TASK ITEM
You are asked to filter the data below and copy every line holding "leaf".

============

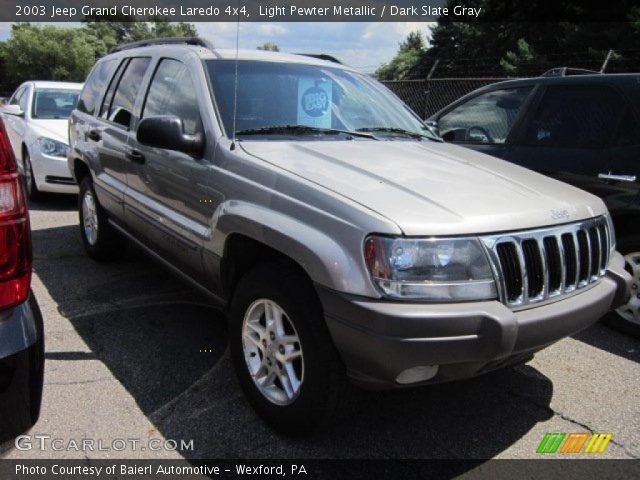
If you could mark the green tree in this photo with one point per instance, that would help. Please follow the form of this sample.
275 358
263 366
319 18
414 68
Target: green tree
409 56
45 53
106 35
35 52
269 46
514 45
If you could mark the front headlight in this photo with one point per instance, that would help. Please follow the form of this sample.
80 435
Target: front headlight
430 269
52 147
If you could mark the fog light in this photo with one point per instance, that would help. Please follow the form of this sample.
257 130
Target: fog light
417 374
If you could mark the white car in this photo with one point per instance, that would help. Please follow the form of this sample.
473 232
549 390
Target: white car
36 119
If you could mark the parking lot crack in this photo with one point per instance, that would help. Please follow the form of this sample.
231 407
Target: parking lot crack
79 382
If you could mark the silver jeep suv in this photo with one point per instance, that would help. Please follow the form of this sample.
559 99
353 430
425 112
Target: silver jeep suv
344 238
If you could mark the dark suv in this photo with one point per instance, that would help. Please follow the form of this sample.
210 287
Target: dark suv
581 129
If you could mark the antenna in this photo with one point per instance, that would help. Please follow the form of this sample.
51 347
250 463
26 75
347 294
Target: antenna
235 83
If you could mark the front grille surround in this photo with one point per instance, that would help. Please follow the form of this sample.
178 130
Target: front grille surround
547 264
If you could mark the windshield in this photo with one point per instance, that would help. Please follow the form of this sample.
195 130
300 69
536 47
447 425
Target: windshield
282 94
50 103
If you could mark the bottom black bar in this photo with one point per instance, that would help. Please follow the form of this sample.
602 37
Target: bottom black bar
311 469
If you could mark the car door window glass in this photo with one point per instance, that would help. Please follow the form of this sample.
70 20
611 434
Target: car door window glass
124 98
487 118
94 86
108 97
172 93
628 131
575 117
24 99
15 100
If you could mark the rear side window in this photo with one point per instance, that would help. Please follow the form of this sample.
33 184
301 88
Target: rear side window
576 117
94 86
172 93
487 118
124 97
628 134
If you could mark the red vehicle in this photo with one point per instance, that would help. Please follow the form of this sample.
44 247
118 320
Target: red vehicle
21 327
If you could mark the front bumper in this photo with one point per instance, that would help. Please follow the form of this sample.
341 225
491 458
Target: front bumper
378 340
52 174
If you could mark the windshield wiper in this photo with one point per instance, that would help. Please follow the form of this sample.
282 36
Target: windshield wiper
400 131
302 130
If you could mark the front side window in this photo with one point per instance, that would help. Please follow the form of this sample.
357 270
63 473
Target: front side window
172 93
575 117
15 99
120 108
487 118
94 86
53 103
272 94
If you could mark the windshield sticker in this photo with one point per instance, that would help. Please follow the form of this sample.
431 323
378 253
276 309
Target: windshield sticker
314 102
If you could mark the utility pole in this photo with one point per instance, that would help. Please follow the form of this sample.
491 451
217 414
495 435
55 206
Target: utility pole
606 61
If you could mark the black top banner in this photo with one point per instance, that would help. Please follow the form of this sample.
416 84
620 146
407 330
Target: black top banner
317 10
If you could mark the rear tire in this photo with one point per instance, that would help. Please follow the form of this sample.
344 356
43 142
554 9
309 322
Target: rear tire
29 179
323 395
101 241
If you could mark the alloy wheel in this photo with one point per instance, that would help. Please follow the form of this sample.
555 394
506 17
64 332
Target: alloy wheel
631 311
272 352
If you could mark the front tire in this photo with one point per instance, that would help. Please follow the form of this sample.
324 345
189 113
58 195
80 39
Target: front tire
627 318
101 241
282 352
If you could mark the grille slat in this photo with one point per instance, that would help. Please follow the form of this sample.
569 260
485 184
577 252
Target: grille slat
554 264
583 256
537 265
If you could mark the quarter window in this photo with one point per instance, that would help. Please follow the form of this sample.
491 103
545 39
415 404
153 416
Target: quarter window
124 98
172 93
94 86
487 118
576 117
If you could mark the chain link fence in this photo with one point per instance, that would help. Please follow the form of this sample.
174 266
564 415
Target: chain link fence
426 97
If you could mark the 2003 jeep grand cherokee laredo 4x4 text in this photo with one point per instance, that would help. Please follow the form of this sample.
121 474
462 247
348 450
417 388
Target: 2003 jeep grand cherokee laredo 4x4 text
345 239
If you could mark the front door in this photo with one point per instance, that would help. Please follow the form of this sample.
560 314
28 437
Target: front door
167 197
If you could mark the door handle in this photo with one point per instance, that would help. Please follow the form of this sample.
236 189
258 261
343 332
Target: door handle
136 156
94 135
617 178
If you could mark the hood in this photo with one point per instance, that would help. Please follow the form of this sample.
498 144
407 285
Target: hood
430 188
57 129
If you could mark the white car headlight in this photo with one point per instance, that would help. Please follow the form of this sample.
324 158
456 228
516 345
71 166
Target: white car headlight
430 269
52 147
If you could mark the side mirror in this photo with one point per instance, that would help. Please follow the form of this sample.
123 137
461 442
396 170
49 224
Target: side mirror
167 131
433 125
14 110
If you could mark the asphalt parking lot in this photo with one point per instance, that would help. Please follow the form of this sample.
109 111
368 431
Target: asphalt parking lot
134 353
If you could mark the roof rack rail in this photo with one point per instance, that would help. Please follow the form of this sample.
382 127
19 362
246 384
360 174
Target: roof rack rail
165 41
567 71
321 56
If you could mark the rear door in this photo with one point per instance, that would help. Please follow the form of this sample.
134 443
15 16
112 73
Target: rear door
113 129
484 122
167 195
568 134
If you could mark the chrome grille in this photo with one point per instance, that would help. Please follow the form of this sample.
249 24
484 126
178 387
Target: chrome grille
539 265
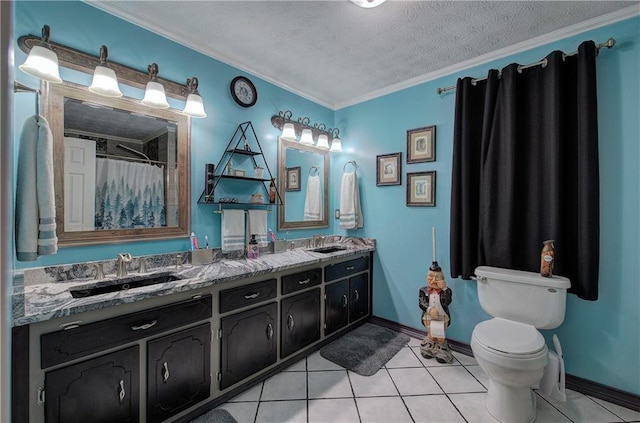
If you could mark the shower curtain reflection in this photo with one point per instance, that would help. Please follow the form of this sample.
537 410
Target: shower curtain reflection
129 195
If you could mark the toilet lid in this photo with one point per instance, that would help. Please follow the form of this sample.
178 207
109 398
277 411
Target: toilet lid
508 336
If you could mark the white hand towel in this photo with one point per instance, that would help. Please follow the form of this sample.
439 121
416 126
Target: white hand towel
35 198
232 230
350 209
257 225
313 200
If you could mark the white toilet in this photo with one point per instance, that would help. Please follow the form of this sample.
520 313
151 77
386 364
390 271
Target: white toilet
509 347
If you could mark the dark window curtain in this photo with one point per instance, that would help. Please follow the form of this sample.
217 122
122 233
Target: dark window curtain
525 169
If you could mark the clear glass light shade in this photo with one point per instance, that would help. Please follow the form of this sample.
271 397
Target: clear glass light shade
288 131
336 145
194 106
42 63
323 142
307 137
154 96
105 82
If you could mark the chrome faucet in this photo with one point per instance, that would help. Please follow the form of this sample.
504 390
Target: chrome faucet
121 265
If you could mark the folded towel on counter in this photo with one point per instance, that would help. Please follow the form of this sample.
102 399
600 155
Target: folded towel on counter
232 230
313 200
257 225
35 196
350 209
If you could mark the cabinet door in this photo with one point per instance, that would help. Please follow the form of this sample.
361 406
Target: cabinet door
248 343
178 372
103 389
336 306
300 321
359 304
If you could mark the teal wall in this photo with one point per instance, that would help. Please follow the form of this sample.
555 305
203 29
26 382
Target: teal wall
600 339
85 28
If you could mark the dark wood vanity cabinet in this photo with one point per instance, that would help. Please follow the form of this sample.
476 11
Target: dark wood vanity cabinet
248 343
346 300
299 321
178 372
103 389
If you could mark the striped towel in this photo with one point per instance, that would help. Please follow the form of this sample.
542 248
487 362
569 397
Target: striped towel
35 196
232 230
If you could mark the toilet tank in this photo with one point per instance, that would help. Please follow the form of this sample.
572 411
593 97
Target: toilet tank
525 297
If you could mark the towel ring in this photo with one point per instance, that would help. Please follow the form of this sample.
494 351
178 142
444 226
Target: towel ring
353 162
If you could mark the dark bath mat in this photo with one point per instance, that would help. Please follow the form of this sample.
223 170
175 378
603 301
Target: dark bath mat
218 415
365 349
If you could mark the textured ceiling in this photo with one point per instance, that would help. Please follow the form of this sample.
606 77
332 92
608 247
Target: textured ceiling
337 54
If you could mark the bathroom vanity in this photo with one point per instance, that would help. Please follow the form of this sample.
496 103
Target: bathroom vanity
169 351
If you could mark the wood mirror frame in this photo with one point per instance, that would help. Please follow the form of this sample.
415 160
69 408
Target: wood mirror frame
53 104
283 223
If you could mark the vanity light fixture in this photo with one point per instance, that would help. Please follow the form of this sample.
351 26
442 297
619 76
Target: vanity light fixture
194 106
42 61
105 81
154 93
292 129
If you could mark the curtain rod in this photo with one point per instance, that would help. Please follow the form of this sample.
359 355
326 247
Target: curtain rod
608 44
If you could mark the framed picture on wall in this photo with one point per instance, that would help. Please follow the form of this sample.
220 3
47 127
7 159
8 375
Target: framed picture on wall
293 179
421 189
421 144
388 169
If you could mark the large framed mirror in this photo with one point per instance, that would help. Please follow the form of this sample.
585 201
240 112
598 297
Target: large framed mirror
122 170
305 203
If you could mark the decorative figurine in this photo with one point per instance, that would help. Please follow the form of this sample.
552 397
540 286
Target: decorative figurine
434 300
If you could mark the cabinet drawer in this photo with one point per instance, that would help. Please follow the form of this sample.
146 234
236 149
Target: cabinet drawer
301 280
340 270
232 299
65 345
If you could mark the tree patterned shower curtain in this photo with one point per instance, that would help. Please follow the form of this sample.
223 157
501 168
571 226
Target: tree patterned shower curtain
129 195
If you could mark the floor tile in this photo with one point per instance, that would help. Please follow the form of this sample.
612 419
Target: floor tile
624 413
317 362
282 411
300 366
472 407
404 358
253 394
581 408
243 412
414 381
377 385
329 384
464 359
434 408
455 379
414 342
285 386
333 411
432 362
479 374
382 410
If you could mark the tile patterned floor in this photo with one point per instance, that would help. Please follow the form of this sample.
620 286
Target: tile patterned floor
409 388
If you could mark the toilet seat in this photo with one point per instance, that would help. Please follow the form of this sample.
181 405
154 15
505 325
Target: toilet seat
509 338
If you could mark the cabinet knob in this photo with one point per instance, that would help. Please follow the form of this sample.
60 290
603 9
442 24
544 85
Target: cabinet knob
165 372
121 392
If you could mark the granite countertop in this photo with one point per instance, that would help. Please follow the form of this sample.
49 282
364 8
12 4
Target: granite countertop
48 299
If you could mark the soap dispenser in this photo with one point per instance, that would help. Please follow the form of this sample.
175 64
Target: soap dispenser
253 251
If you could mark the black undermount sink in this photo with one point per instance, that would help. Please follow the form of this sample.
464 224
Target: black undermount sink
328 249
134 282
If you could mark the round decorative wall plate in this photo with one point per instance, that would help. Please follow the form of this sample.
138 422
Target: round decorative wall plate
243 91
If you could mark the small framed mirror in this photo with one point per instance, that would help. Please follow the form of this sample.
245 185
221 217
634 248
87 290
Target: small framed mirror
121 169
303 173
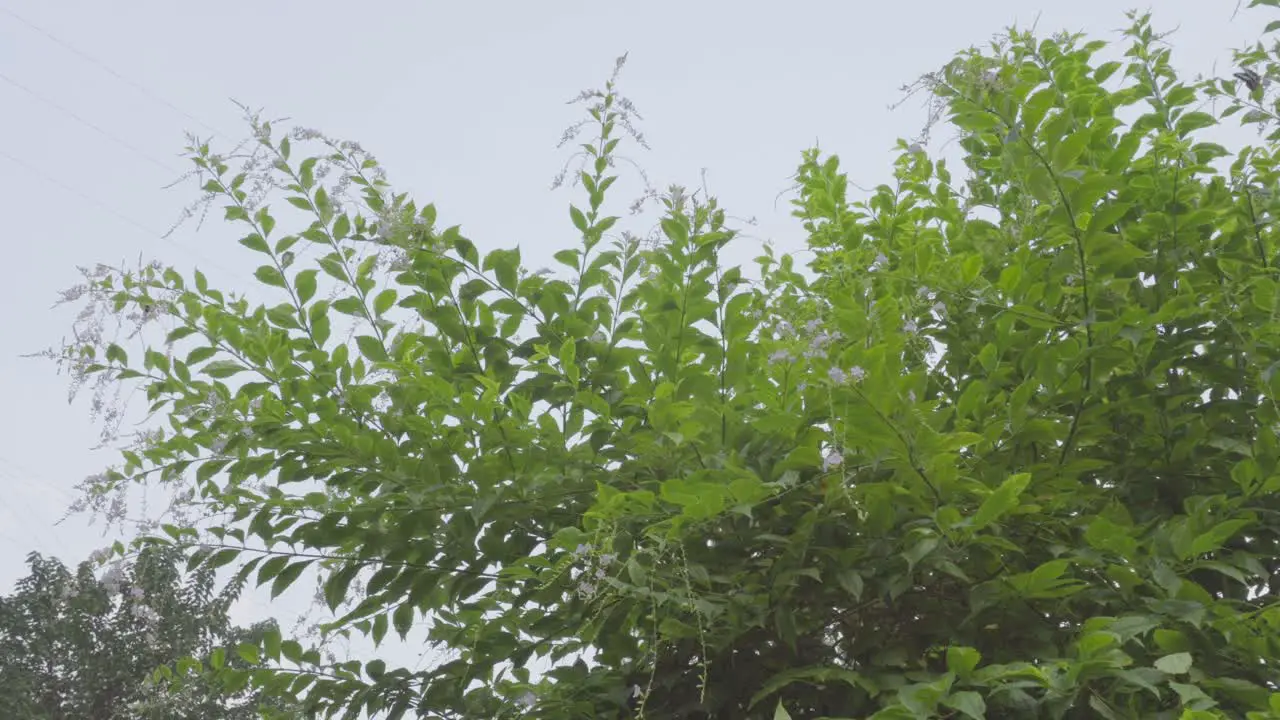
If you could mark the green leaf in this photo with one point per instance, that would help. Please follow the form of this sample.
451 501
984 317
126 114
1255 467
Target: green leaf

============

RESPONSE TO THIS EXERCISE
If you could mark the green leaf in this photo with one point per instance, that would help. Please follow the form of this sample.
Target: green leaf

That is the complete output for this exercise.